> [Page]:
========

Shi Huang posted on Monday, July 17, 2006 - 9:48 am

Dear Dr. Muthen

I am running a path analysis with purpose to test mediation effect.
The variables I used are:

X: independent variable, a categorical variable with 3 categories. Then I created two dummy variables (X1, X2)
Y: mediator, a continuous variable.
Z: outcome, a continuous variable.

The syntax is:

ANALYSIS:
TYPE IS MISSING H1;
BOOTSTRAP = 500;
model:
Z on Y;
Y on X1 X2;

model indirect:
Z IND Y X1 ;
Z IND Y X2;

I was wondering if this is a correct syntax (specifically for model indirect).

Thanks

Linda K. Muthen posted on Monday, July 17, 2006 - 10:09 am

I can't see a problem but the best way to find out is the run it.

Shi Huang posted on Monday, July 17, 2006 - 10:18 am

Thank you so much for your quick reply.

One thing worried me is the 999 in the outputs.

TOTAL, TOTAL INDIRECT, SPECIFIC INDIRECT, AND DIRECT EFFECTS

Estimates S.E. Est./S.E. StdYX StdYX SE StdYX/SE

Effects from X1 to Z

Sum of indirect -0.096 0.074 -1.285 999.000 999.000 1.000

Specific indirect

Z
Y
X1 -0.096 0.074 -1.285 999.000 999.000 1.000

Effects from X2 to Z

Sum of indirect -0.086 0.068 -1.262 999.000 999.000 1.000

Specific indirect

Z
Y
X2 -0.086 0.068 -1.262 999.000 999.000 1.000

Can I ignore these 999?

Thanks

Linda K. Muthen posted on Monday, July 17, 2006 - 10:21 am

It soundns like you may be using an old version of the program. If you are using Version 4.1, you should send your input, data, output, and license number to support@statmodel.com.

M.D.Spreeuwenberg posted on Tuesday, July 22, 2008 - 7:42 am

Dear prof. Muthen,

I am conducting a simulation study to investigate influence of hidden bias in the estimate of treatment effects using regression analysis, the propensity score, the heckman model and a latent variable approach. I have simulated 100 datafiles with a pre-defined true effect theta. I am using Mplus for the estimation of the effects using latent class modelling.

========

> [Provided data]:
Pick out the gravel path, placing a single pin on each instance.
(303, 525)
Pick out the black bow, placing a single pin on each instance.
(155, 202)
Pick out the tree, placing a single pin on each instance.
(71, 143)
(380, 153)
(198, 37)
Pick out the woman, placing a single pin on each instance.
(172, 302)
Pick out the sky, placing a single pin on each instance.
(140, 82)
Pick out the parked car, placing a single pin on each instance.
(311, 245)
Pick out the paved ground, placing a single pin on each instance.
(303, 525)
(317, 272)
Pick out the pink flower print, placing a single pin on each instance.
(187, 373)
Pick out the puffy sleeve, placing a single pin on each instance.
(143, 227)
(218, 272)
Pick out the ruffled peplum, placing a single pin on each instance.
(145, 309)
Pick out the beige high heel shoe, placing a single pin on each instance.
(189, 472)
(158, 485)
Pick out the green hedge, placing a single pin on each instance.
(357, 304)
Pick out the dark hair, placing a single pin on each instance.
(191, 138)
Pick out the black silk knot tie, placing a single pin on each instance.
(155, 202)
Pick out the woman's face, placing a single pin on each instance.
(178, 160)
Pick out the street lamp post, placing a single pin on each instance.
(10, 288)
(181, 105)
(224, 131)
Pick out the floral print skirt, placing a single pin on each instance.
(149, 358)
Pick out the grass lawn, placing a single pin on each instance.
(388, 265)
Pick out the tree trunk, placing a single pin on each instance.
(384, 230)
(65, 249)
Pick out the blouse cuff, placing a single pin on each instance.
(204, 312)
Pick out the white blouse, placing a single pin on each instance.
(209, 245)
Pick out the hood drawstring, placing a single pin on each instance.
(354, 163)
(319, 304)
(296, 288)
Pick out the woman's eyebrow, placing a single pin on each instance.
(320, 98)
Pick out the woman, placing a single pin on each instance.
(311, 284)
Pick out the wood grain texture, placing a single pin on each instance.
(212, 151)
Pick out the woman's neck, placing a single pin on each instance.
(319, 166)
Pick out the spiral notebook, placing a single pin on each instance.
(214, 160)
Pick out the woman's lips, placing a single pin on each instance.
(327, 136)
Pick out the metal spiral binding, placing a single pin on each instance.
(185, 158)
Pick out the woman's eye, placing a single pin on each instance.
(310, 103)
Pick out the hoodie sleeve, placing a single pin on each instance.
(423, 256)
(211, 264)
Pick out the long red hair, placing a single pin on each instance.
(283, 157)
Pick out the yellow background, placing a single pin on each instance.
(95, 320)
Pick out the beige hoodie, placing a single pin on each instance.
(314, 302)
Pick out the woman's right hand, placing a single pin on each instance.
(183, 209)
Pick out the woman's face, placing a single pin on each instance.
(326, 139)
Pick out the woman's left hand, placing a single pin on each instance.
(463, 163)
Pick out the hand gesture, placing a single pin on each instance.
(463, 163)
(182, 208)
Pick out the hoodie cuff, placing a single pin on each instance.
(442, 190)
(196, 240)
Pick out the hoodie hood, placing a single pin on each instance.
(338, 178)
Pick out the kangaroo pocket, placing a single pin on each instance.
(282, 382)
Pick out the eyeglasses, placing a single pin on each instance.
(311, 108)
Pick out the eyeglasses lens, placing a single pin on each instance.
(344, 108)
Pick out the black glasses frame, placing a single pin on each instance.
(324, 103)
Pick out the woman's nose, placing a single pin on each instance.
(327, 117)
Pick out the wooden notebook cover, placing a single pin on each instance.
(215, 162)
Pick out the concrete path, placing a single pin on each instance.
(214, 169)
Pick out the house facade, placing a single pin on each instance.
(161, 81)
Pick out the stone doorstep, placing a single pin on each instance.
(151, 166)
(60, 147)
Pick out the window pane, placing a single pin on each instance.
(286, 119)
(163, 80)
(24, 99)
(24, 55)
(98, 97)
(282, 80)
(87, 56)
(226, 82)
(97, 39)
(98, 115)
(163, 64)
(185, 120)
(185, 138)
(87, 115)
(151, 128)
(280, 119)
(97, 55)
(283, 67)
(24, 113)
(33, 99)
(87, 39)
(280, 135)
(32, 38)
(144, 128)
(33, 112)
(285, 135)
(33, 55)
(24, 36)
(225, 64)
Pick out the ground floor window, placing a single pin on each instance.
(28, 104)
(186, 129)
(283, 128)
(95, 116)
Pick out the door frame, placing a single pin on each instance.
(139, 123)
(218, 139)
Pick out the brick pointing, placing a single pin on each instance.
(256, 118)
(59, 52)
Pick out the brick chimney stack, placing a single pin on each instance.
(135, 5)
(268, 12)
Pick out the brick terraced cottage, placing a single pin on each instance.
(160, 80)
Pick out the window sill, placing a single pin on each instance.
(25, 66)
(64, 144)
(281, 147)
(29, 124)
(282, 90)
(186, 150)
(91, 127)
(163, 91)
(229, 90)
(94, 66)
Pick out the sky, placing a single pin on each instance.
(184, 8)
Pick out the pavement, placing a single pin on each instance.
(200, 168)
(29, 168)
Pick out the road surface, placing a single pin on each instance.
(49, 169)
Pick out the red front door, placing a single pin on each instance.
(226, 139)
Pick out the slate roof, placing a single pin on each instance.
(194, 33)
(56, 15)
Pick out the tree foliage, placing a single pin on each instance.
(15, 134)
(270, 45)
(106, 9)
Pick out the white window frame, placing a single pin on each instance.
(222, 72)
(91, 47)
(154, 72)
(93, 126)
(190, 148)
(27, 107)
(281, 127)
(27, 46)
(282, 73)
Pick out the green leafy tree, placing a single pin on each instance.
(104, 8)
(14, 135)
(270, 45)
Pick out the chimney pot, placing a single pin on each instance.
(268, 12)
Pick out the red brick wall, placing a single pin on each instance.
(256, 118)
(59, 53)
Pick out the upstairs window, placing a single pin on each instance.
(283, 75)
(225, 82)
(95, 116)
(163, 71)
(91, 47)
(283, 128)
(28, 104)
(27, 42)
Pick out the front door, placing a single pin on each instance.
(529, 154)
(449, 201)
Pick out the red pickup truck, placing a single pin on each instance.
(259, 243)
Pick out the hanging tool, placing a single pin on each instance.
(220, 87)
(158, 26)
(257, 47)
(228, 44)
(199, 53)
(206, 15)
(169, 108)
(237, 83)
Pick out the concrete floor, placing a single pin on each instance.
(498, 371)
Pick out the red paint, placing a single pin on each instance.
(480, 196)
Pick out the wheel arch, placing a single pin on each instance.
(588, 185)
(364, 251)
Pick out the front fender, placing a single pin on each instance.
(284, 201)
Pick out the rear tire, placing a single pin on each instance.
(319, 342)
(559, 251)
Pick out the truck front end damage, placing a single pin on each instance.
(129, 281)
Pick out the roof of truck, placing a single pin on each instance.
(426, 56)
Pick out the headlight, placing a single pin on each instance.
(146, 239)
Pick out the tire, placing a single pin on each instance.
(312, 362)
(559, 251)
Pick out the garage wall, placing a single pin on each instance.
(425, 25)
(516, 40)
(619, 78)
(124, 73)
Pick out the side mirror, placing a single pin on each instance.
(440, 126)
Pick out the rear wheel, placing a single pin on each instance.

========

> [Exercises to complete]:
- 1) Answer these questions about the forum thread on mediation analysis:
(a) How many bootstrap draws does the posted syntax request?
(b) Which version of the program does Linda K. Muthen mention?
(c) How many datafiles were simulated for the simulation study?
- 2) Update the passage of the forum thread starting at "Dear Dr. Muthen" and ending at "variables (X1, X2)", putting "indicator variables" in place of "dummy variables".

> [Answers]:
- 1)
(a) 500
(b) Version 4.1
(c) 100

- 2)
Dear Dr. Muthen

I am running a path analysis with purpose to test mediation effect.
The variables I used are:

X: independent variable, a categorical variable with 3 categories. Then I created two indicator variables (X1, X2)